● **Text segment**
____
Skip to main content

A Python wrapper for the FAPEC data compressor.

Project description

FaPyc

A Python wrapper for the FAPEC data compressor. (C) DAPCOM Data Services S.L. - https://www.dapcom.es

The free decompression-only library is included, which has some limitations such as the maximum number of threads and the recovery of corrupted files. Only a 'dummy' compression library is provided: You can get free evaluation licenses at https://www.dapcom.es/get-fapec/ to test the compressor. For full licenses, please contact us at fapec@dapcom.es

Usage

There are 3 main execution modes:

  • File: When invoking Fapyc or Unfapyc on a filename, it will (de)compress it directly into another file.
  • Buffer: You can load the whole file to (de)compress on e.g. a byte array, and then invoke Fapyc/Unfapyc which will leave the result in the output buffer. Obviously, you should be careful with large/huge files!
  • File-to-buffer decompression: You can directly decompress a file (without having to load it beforehand) and leave its decompressed output in a buffer, which you can use afterwards.
  • Chunk: FAPEC internally works in 'chunks' of data, of up to 384MB each, which allows to progressively (de)compress a huge file while keeping memory usage under control. For now, this feature is only available in the FAPEC CLI and C API, not in Fapyc/Unfapyc yet.

Examples

Compress and decompress a file

In this example we use the kmall option of FAPEC, suitable for this kind of geomaritime data files from Kongsberg Maritime:

from fapyc import Fapyc, Unfapyc

filename = input("Path to KMALL file: ")

print("Preparing to compress %s" % (filename))
# Here we invoke FAPEC to directly run on files,
# so the memory usage will be small (just 10MB or so)
# although it won't allow us to directly access the
# (de)compressed buffers.
f = Fapyc(filename, chunksize = 2048576, blen = 512)
f.compress_kmall()

print("Preparing to decompress %s" % (filename + ".fapec"))
uf = Unfapyc(filename + ".fapec")
uf.decompress(output=filename+".dec")

Compress and decompress a buffer

In this example we use the tab option of FAPEC, which typically outperforms gzip and bzip2 on tabulated text data:

from fapyc import Fapyc, Unfapyc

filename = input("Path to file: ")
file = open(filename, "rb")
# Beware - Load the whole file to memory
data = file.read()
f = Fapyc(buffer = data)
____
● **Data excerpts**
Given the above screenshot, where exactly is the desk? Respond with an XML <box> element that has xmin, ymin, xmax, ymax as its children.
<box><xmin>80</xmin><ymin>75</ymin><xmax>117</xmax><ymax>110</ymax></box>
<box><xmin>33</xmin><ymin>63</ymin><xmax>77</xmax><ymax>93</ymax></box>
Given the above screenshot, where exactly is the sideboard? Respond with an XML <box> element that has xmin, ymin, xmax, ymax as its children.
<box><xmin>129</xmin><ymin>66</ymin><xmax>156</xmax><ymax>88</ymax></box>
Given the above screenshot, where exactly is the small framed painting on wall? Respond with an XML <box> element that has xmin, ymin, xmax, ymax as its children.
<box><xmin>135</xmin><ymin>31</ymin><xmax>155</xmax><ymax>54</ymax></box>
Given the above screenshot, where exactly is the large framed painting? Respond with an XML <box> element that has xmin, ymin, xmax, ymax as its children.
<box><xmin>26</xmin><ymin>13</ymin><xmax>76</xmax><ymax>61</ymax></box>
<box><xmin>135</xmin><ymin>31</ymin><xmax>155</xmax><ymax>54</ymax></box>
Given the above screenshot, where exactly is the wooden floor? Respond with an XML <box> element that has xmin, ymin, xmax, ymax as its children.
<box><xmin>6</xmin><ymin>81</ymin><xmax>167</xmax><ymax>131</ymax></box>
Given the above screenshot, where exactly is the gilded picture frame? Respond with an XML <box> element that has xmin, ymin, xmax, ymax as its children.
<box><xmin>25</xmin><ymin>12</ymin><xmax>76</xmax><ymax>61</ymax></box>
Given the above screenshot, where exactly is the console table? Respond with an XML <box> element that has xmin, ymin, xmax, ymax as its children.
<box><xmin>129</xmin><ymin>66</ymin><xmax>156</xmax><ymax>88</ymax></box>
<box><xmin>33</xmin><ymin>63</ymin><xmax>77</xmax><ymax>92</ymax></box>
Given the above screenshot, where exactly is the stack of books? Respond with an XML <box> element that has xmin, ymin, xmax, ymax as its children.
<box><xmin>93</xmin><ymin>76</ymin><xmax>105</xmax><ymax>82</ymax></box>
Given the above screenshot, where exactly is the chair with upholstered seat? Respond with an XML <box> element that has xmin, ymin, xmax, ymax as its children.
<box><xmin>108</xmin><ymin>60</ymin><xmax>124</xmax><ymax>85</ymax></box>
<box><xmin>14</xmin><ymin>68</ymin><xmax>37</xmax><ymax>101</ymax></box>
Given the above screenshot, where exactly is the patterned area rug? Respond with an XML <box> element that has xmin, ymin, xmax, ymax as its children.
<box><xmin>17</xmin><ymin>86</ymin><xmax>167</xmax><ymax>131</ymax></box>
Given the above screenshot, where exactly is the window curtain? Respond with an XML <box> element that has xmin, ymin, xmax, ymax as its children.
____
Please resume the FaPyc wrapper page from its last line, carrying on with the buffer example.

# Invoke our tabulated-text compression algorithm
# indicating a comma separator
f.compress_tabtxt(sep1=',')
print("Ratio =", round(float(len(data))/len(f.outputBuffer), 4))

# Now we decompress the buffer
uf = Unfapyc(buffer = f.outputBuffer)
uf.decompress()

Decompress a file into a buffer, and do some operations on it

Here we provide a quite specific use case, based on ESA/DPAC Gaia (E)DR3 bulk catalogue (which is publicly available as FAPEC-compressed CSVs). In this example, we decompress one of the files, get its CSV-formatted contents with Pandas, apply some filtering conditions, and generate a histogram.

from fapyc import Unfapyc
from io import BytesIO
import pandas as pd
import matplotlib.pyplot as plt

filename = input("Path to CSV-FAPEC file: ")

### Option 1: open the file, load it to memory (beware!), and decompress the buffer:
#file = open(filename, "rb")
#data = file.read()
#uf = Unfapyc(buffer = data)

### Option 2: directly decompress from the file into a buffer:
uf = Unfapyc(filename = filename)

# Actual decompressor invocation - same for both options
uf.decompress()

# Regenerate the CSV from the bytes buffer
df = pd.read_csv(BytesIO(uf.outputBuffer), comment="#")

print("Info from the full CSV:")
print(df.info())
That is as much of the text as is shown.